**Text excerpt**
◆ ◆ ◆ ◆

# AMR Santa Barbara transfer



## Amberlamps916 (Mar 5, 2014)

Hey everyone, I've recently been thinking about transferring over to AMR Santa Barbara. I'm currently working for AMR San Bernardino County and am looking to move.

I'd like to know a few things and would greatly appreciate your answers.

1. What's the Paramedic pay like? What kinds of shifts are offered?

2. Does anyone have any experience transferring to that division and what the entire process consists of? Is it hard to transfer over?

3. How many stations do they have and where are they?

Thanks again!


----------



## socalmedic (Mar 6, 2014)

1. starting medic pay is close to 40-45k. there are two sides of the county (Santa Barbara and Santa Maria). south county is almost all system status while north county is mostly (from what I have been told) 24 hour. 

2. can't be much help on that but for an internal transfer you must have 6 months in your current position to transfer. I would probably be VERY wise to ask for a few ride-alongs to see the division and get a feel for the people; the EMS culture is very different in the central coast, very relaxed. (if they do offer you some rides try to get a night shift, in south county, on a Friday! you will not be disappointed with the scenery!)

here is their current CBA if you are interested, http://local70.org/sites/local70.prometheuslabor.com/files/iaep_union_contract.pdf


----------



## aquabear (Mar 7, 2014)

◆ ◆ ◆ ◆

**Aim of the exercise**
In the thread about transferring to AMR Santa Barbara, how long must someone be in their current position before an internal transfer? The data has nothing to do with the thread.

Photo-based referring expression data:
◆ ◆ ◆ ◆

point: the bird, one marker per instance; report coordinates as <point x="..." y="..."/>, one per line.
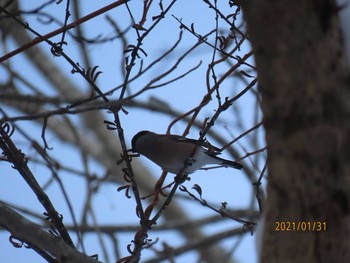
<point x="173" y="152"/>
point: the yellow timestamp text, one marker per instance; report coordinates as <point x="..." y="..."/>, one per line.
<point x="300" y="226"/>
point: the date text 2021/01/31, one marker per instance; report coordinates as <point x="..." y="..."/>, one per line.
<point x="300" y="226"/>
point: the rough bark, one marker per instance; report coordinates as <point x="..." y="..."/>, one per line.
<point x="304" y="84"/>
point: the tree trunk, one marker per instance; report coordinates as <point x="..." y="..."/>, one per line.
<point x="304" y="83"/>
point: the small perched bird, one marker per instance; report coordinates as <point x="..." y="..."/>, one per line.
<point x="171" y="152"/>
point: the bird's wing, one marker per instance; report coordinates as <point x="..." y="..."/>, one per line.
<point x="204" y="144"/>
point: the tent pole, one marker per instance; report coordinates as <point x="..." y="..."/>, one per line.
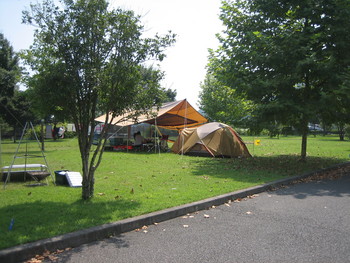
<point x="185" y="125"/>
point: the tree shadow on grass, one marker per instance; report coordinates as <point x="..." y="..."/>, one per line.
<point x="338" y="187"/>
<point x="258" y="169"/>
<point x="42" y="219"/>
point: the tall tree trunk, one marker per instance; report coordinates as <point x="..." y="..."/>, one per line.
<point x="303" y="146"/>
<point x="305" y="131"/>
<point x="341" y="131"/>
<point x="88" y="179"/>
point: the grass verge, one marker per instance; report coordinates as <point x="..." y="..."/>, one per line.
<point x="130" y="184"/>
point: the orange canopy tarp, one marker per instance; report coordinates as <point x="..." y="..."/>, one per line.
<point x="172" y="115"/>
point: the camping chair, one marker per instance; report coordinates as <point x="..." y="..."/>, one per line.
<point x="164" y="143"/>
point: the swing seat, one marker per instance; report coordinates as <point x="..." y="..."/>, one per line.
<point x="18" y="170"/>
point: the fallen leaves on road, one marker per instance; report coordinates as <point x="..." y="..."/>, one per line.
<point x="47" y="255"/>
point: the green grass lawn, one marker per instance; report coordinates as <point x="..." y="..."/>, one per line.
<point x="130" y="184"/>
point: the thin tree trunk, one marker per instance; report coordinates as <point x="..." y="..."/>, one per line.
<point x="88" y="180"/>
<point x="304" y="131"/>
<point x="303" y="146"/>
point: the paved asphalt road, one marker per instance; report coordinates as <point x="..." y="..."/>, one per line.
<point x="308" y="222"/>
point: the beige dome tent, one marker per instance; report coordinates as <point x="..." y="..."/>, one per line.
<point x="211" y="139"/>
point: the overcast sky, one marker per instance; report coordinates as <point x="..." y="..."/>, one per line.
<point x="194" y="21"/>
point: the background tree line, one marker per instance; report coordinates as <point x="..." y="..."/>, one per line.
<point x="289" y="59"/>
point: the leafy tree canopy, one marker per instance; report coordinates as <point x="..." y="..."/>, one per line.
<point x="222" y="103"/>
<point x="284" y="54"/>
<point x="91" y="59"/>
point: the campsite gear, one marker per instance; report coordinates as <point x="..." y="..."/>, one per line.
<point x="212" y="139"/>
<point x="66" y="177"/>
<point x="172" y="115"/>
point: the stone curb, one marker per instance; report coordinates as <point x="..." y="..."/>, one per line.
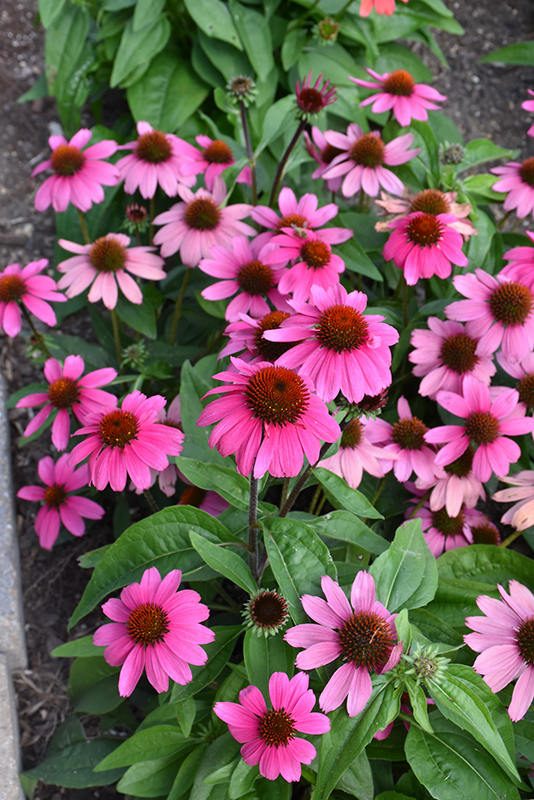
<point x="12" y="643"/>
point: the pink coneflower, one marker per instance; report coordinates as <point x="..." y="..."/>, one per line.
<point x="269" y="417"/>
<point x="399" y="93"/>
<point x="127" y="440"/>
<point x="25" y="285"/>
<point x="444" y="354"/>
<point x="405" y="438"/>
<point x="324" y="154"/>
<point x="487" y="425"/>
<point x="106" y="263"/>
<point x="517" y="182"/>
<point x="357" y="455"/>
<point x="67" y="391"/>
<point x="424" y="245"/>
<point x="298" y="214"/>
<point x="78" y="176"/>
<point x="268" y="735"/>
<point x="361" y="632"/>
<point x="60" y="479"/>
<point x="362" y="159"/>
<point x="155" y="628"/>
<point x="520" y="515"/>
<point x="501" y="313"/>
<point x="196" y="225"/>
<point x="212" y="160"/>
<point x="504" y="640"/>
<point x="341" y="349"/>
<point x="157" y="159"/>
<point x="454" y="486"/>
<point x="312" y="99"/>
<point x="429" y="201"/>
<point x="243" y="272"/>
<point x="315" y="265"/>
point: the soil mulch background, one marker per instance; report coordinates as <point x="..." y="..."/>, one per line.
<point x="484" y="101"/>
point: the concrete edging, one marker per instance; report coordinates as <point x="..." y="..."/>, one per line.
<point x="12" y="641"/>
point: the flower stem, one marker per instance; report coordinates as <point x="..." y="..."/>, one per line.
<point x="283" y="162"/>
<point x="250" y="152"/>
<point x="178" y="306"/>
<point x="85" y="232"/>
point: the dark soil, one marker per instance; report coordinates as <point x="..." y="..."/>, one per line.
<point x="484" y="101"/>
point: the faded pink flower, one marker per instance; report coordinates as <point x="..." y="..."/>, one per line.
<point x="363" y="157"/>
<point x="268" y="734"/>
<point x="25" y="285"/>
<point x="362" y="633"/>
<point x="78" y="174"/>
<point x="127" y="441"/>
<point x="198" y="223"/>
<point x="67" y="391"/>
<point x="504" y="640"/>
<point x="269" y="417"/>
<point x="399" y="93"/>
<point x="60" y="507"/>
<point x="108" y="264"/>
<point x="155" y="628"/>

◆ ◆ ◆ ◆

**Your response**
6 months.